Set problem: Which lines in the records below contain the string "limestone", counting case? Pull out each such line in full.

Data shown:
════════
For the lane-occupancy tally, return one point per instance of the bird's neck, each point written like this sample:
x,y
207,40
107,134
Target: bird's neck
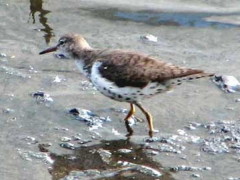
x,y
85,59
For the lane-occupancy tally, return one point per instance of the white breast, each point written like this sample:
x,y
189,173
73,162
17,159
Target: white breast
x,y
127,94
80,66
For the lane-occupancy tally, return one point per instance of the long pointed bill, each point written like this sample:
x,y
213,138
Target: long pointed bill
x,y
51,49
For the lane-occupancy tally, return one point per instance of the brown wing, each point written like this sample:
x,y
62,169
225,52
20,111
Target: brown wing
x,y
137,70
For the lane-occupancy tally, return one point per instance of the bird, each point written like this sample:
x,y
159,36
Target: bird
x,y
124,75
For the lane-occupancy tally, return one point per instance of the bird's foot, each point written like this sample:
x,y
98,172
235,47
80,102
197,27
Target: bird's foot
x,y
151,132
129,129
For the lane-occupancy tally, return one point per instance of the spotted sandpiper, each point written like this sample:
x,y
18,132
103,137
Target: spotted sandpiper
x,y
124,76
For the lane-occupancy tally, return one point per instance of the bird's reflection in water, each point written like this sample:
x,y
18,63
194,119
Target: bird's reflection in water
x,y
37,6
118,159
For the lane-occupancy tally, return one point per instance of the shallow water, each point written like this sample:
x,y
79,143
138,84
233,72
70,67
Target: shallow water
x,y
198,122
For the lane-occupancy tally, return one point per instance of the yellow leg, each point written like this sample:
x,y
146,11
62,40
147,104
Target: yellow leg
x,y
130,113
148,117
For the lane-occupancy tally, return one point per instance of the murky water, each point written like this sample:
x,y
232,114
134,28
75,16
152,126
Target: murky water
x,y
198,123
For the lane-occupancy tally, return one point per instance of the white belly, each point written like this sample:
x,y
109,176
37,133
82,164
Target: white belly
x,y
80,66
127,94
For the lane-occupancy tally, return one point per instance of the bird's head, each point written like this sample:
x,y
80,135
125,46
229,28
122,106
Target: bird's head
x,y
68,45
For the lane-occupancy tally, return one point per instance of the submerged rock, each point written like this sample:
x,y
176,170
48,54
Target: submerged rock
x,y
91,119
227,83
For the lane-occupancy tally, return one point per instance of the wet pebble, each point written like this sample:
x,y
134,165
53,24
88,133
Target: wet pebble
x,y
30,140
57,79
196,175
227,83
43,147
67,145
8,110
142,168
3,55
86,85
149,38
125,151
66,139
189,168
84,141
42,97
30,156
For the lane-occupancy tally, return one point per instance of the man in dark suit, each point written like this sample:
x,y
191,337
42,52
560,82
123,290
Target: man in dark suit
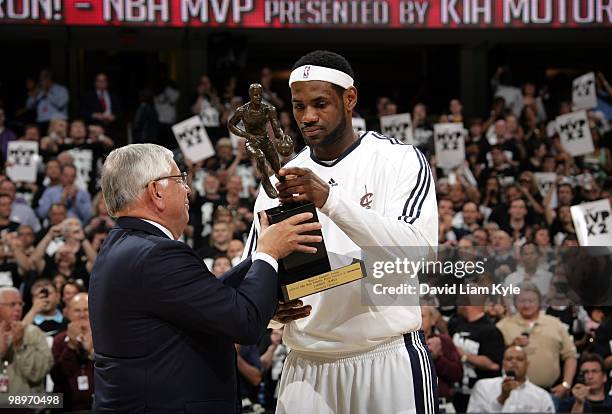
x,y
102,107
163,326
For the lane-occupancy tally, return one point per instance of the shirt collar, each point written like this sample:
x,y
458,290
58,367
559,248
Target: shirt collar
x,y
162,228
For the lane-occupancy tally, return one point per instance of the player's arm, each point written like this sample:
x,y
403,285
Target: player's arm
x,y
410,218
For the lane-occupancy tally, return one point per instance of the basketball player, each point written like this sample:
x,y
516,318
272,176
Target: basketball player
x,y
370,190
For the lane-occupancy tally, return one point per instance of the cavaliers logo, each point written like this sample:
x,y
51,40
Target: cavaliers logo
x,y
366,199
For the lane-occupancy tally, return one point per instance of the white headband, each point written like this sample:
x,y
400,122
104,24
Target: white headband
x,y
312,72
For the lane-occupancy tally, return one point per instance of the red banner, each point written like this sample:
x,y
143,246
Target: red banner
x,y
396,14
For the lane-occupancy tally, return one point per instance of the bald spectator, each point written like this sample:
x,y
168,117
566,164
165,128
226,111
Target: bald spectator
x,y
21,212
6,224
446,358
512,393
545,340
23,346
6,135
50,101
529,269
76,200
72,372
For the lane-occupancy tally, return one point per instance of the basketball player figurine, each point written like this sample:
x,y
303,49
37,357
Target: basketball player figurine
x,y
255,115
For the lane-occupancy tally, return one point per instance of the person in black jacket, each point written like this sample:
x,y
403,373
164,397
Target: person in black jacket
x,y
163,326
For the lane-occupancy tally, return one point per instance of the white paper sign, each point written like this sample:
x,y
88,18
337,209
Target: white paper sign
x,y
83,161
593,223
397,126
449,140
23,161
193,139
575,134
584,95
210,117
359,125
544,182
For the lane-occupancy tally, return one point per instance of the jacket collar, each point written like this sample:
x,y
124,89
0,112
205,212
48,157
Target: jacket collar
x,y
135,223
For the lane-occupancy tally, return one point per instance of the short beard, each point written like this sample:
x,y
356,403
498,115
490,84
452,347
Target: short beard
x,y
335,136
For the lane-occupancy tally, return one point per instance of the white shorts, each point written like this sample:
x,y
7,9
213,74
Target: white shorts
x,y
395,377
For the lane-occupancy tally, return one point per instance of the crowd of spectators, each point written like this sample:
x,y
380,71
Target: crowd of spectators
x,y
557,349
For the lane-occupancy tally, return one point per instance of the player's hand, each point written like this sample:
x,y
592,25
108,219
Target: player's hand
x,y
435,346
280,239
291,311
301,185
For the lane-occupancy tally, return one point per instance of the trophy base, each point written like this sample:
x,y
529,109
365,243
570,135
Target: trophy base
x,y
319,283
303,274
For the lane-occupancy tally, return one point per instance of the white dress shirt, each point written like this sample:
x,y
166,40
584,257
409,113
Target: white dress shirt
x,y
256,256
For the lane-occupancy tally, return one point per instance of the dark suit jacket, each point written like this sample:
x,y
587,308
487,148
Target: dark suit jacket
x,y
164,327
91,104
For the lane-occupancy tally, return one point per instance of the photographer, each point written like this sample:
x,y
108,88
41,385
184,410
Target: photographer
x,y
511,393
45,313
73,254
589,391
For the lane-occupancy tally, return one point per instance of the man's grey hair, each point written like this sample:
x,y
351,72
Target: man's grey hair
════════
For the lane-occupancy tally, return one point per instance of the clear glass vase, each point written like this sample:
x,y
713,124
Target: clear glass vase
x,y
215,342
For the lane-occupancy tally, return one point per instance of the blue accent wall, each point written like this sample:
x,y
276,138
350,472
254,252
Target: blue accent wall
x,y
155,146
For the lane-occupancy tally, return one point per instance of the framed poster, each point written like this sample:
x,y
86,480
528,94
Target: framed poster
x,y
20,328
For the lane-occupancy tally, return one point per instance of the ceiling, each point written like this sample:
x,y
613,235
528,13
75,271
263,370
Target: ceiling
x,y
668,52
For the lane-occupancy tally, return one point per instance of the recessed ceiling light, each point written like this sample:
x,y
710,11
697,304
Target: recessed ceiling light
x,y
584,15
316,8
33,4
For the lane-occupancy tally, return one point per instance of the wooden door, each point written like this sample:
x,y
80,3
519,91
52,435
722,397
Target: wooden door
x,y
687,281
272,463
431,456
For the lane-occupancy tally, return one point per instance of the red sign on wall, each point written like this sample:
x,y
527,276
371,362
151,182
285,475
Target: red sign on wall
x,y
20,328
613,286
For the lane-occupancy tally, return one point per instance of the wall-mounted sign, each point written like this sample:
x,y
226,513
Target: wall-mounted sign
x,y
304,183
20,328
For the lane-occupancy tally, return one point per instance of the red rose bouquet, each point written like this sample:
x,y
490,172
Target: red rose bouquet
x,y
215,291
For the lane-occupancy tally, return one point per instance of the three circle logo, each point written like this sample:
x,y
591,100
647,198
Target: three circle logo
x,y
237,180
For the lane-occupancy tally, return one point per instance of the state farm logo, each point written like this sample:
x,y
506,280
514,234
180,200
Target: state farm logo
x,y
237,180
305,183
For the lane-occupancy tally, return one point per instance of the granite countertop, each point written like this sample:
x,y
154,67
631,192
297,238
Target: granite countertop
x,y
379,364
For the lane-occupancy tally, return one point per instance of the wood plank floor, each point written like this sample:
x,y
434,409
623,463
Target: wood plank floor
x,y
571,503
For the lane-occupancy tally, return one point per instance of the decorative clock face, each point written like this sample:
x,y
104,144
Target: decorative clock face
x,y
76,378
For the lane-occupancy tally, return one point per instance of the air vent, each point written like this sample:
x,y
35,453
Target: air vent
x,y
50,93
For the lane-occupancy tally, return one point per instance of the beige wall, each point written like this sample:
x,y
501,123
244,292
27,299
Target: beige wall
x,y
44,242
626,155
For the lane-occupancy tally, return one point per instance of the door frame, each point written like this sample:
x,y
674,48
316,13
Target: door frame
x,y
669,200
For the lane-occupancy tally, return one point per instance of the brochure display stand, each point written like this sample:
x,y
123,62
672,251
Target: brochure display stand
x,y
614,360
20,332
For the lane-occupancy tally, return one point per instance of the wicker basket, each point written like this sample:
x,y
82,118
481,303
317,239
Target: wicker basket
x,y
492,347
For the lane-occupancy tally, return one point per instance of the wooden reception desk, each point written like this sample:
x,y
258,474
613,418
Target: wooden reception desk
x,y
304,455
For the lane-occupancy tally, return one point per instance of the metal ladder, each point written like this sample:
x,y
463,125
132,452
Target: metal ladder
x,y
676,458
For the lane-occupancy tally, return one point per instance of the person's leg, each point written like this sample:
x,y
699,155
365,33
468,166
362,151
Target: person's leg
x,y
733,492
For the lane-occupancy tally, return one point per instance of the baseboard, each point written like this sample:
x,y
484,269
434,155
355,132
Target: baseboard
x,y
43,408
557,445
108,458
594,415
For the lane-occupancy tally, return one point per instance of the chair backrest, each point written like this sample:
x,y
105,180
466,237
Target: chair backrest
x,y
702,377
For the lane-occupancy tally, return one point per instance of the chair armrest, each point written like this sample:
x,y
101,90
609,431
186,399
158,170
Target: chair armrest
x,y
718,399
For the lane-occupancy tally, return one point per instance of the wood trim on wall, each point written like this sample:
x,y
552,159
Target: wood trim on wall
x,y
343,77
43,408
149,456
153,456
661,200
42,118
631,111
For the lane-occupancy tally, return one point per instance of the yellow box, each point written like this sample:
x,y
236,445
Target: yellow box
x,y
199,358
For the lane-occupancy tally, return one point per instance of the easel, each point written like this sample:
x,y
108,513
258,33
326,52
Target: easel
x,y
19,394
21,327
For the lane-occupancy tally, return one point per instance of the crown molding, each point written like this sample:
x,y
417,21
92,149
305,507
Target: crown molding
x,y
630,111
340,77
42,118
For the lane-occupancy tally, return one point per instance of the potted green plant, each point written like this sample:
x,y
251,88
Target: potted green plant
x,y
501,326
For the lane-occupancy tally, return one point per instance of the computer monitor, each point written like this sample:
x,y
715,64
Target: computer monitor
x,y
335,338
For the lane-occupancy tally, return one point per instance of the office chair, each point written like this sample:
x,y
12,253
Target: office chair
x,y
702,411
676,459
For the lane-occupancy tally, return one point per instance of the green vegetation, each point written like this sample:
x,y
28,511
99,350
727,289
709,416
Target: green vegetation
════════
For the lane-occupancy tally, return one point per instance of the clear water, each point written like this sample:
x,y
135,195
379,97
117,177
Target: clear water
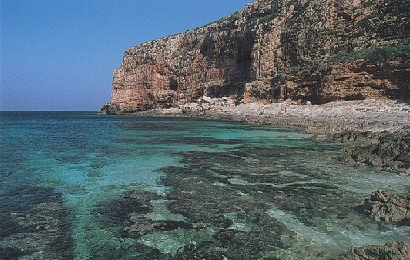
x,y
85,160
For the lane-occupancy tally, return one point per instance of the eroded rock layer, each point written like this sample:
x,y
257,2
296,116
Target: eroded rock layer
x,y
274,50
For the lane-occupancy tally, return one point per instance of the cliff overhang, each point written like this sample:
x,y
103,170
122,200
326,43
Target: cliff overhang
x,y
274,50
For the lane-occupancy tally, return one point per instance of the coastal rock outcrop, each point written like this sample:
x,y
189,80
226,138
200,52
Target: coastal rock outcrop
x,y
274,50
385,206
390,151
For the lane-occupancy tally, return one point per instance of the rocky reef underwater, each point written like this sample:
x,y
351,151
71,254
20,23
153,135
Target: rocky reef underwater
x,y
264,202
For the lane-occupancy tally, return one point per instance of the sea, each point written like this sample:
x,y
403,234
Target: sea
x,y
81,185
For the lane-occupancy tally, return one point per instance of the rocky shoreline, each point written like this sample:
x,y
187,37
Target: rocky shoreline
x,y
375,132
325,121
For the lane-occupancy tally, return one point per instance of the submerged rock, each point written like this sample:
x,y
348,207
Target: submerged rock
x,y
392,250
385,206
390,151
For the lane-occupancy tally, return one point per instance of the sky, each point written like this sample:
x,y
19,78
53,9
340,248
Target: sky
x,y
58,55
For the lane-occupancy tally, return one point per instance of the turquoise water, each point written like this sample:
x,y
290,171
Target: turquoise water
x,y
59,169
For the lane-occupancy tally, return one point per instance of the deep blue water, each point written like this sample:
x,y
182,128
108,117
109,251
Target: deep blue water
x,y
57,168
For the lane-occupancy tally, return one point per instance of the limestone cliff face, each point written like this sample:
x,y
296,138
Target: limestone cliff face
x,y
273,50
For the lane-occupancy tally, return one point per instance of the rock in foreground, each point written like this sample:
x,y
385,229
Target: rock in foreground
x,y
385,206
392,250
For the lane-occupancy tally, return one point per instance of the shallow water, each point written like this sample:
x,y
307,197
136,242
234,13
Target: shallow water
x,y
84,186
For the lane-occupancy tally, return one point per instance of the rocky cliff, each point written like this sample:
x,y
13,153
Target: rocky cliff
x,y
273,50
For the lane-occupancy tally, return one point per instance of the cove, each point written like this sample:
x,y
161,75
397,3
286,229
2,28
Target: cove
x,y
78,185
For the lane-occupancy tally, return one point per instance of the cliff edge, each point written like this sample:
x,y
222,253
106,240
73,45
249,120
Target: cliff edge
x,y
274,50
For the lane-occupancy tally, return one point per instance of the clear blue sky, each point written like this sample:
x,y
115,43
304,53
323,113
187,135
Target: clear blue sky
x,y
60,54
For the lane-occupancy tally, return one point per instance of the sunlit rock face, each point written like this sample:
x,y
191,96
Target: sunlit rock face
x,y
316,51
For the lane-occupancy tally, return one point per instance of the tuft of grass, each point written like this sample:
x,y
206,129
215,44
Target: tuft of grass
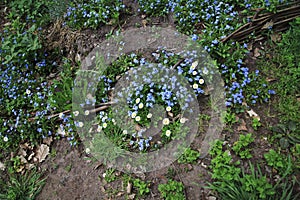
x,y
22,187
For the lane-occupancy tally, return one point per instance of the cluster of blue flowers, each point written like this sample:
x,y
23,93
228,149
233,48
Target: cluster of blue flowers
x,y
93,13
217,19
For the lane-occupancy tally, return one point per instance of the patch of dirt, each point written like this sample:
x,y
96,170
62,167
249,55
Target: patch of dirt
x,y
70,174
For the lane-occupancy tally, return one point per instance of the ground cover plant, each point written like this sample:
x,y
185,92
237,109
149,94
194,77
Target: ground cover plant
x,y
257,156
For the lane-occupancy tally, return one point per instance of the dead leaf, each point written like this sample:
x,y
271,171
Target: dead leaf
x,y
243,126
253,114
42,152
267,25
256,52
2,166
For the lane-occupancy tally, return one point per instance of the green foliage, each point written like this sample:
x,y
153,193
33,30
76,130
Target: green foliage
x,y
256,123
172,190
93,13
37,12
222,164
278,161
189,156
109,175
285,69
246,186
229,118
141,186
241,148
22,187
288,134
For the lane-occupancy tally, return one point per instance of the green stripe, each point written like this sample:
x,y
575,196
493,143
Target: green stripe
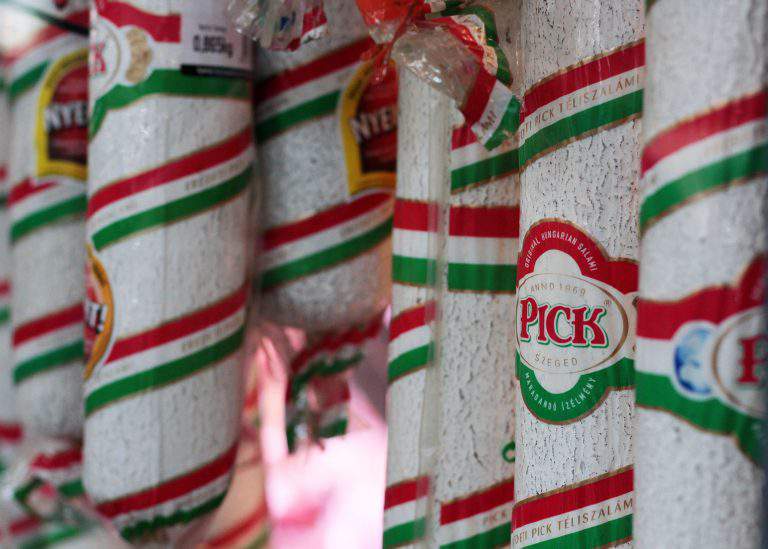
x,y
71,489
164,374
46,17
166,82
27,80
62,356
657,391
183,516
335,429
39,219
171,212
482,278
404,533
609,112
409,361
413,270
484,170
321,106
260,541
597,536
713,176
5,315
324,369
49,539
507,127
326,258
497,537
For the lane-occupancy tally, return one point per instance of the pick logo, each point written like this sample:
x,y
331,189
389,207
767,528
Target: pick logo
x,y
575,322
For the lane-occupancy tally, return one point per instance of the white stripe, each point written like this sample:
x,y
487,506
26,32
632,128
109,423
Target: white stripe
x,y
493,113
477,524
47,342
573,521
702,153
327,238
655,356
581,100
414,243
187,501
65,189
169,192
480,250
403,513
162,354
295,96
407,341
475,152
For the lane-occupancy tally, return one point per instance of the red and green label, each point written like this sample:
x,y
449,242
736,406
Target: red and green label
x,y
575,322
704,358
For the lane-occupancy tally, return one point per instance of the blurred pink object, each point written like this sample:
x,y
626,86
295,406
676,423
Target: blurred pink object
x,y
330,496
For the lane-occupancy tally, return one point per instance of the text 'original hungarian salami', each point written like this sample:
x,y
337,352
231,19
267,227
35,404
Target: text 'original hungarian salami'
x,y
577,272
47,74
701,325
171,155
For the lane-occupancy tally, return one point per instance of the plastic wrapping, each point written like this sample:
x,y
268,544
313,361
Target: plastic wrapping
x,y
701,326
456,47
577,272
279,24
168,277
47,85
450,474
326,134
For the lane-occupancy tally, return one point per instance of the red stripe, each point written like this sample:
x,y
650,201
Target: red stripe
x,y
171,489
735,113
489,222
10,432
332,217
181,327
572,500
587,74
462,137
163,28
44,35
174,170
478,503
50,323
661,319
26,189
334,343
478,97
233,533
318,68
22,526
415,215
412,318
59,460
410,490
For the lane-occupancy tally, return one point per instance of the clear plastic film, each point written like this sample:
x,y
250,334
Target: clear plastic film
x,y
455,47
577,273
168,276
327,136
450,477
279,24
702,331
════════
Reply to the task:
For the lane-occupancy tally, return one point per instance of the limestone cliff face, each point written like this sample:
Target: limestone cliff face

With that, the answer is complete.